Repeat each of these records exactly.

====================

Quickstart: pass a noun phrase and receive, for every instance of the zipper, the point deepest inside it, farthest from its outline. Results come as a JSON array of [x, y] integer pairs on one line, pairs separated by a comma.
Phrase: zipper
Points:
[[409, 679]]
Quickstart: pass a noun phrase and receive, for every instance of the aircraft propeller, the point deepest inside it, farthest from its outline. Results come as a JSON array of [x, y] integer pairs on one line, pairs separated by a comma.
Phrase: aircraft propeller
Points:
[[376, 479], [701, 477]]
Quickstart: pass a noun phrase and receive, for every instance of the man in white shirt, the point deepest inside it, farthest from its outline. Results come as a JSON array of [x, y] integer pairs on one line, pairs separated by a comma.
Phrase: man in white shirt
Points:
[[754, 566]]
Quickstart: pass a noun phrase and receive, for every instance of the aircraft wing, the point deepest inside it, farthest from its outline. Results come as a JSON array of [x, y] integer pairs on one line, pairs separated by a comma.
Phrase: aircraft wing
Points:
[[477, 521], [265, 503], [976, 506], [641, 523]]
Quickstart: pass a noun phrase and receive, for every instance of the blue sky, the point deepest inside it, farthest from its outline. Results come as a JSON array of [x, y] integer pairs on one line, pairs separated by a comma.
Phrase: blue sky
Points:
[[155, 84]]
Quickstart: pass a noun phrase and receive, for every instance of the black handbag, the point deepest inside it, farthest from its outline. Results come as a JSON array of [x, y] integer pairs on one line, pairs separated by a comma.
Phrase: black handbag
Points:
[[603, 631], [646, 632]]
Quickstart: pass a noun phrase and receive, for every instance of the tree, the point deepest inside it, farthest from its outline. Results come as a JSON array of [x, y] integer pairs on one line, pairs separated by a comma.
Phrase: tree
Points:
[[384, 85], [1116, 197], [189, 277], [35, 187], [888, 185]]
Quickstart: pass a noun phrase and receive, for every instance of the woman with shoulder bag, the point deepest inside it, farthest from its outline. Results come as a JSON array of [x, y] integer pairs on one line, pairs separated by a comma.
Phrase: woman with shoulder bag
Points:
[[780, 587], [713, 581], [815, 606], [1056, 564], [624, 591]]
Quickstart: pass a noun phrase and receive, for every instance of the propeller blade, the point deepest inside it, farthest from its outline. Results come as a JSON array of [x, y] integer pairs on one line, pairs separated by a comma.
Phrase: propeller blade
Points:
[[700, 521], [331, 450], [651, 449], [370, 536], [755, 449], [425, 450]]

====================

**Exercise solution**:
Quickstart: pass a noun phrase and receive, for every instance of the zipper, the point deepest inside it, farthest from its outline. Results come as a JSON array of [x, y] integer pairs on one line, pairs separated by a comma.
Phrase: zipper
Points:
[[409, 679]]
Quickstart: pass a noun phrase and receive, for every instance of the aircraft propeller, the point deepest inside it, farthest from its outline. Results come as a JSON array of [x, y] integer pairs on one line, pairs separated by a comma.
Phrase: aircraft propeller
Points:
[[376, 479], [701, 477]]
Quickstart: pass a noun phrase and receive, for every instance of the man in white shirt, the point deepest inside it, farthest from its outline. Results come as a JSON array of [x, y] integer pairs on one line, pairs separated by a comma.
Phrase: man in white shirt
Points:
[[754, 566]]
Quickstart: pass a noun phrase and receive, for every instance of the aircraft wing, the point deepest inside it, farthest from its outline. Results come as a JSON array of [x, y] integer pairs on one line, pairs separated by a comma.
Phrase: aircraft wing
Points:
[[477, 521], [265, 503], [976, 506], [641, 523]]
Quickstart: pass a noun phrase and receive, for every instance of the blue sky, the point deepest inside it, farthest from its outline. Results come as a JSON array of [x, y] integer pairs on one line, pairs separated by a comma.
Phrase: blue sky
Points:
[[155, 84]]
Quickstart: pass a noun phrase and receive, for every instance of the black handbag, the point deepest inside it, farthest from its outline. Results come as a JSON array of [x, y] integer pairs on one line, pairs separated by a comma.
Phrase: black handbag
Points:
[[603, 631], [646, 632]]
Quickstart: pass a noun phrase and receive, for every instance of the tree, the point deepest inside it, farthest from its outline. Results come as a JSON array of [x, y] integer pairs on one line, pairs separated by a comma.
Phrase: tree
Points:
[[384, 85], [1116, 197], [189, 277], [35, 187], [888, 185]]
Quickstart: pass a noun phrase and receive, for every instance of the woman with shoulder bag, the point deepest inside it, farthest from its outline. Results come as a JSON array of [x, y] integer pairs on one line, pairs separated by a comma.
Phrase: woman with shoulder bag
Points:
[[780, 587], [713, 581], [815, 606], [1056, 564], [624, 591]]
Quickstart: pass a noun phrase and receive, for every instance of the propeller blade, the point deepest inside it, farthest from its outline. Results come as a JSON array of [x, y] integer pairs on one line, pairs separated by a comma.
Phrase: propeller blade
Points:
[[700, 521], [331, 450], [651, 449], [370, 536], [755, 449], [425, 450]]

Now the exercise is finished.